> [The exercise]:
Skip every picture and transcribe the remaining material exactly.

> [Entries]:
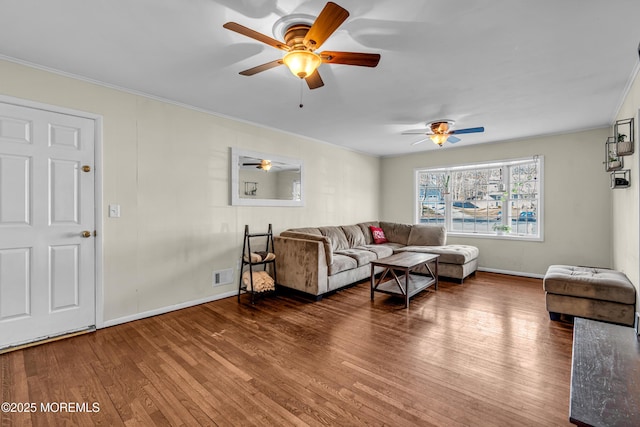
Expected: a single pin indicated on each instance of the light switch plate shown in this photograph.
(114, 211)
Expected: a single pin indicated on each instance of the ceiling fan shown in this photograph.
(440, 131)
(301, 42)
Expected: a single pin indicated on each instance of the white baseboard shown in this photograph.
(164, 310)
(511, 273)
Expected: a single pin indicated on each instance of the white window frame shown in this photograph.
(448, 221)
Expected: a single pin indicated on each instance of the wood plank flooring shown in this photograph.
(478, 354)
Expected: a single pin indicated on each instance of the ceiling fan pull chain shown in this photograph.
(301, 105)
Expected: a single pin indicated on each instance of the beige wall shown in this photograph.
(577, 199)
(168, 168)
(625, 222)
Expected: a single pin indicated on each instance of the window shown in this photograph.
(482, 198)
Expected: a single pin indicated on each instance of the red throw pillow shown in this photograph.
(378, 235)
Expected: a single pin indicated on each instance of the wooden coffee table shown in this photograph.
(406, 284)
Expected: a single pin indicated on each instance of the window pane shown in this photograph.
(477, 198)
(524, 198)
(431, 197)
(476, 202)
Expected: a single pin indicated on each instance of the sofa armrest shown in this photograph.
(301, 263)
(326, 242)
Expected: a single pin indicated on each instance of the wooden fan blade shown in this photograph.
(419, 142)
(330, 18)
(416, 132)
(468, 130)
(241, 29)
(351, 58)
(314, 81)
(263, 67)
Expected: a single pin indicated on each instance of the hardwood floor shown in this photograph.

> [Problem solution]:
Expected: a single pin indicated on each instance of the light switch plate shown in this photograph.
(114, 211)
Expected: a single pin indicated on each instance of the ceiling fan shown in this photograph.
(440, 131)
(301, 42)
Expected: a single pin indicated on each instance of the white baseboard shown in this photograph.
(164, 310)
(511, 273)
Expected: a single pin indicated on each instance of the white window frame shown in this photograph.
(448, 221)
Expected: a single pin indicated on each instance of the wood plank flooring shown in this photograph.
(478, 354)
Expected: a single pin indicated on each instance of the ceiling fan pull chain shown in this photograph.
(301, 105)
Expected: a single pin indicated on each instance of the beige wall shown in this photograph.
(577, 199)
(168, 168)
(625, 222)
Expected: a single pin indicated on each instance of the window shown in this photograph.
(482, 198)
Expected: a single pin indicated on each instance of the red throw pillow shown in this photograph.
(378, 235)
Expected: a single pin indicated on each instance of the wooden coffee table shown in this photograph.
(406, 284)
Expected: a single pin indicated on each instance of the window pane shown in this photograph.
(477, 198)
(524, 198)
(431, 197)
(476, 202)
Expected: a single pin indicated on each instance of the sofa armrest shown in this photograph.
(301, 263)
(326, 242)
Expected: a single pin indicated on each instance of the wooden fan blade shown in this photograph.
(419, 142)
(330, 18)
(416, 132)
(468, 130)
(241, 29)
(351, 58)
(314, 81)
(263, 67)
Expected: a single pin indicated on each instance of the hardwood floor shown in this photograph.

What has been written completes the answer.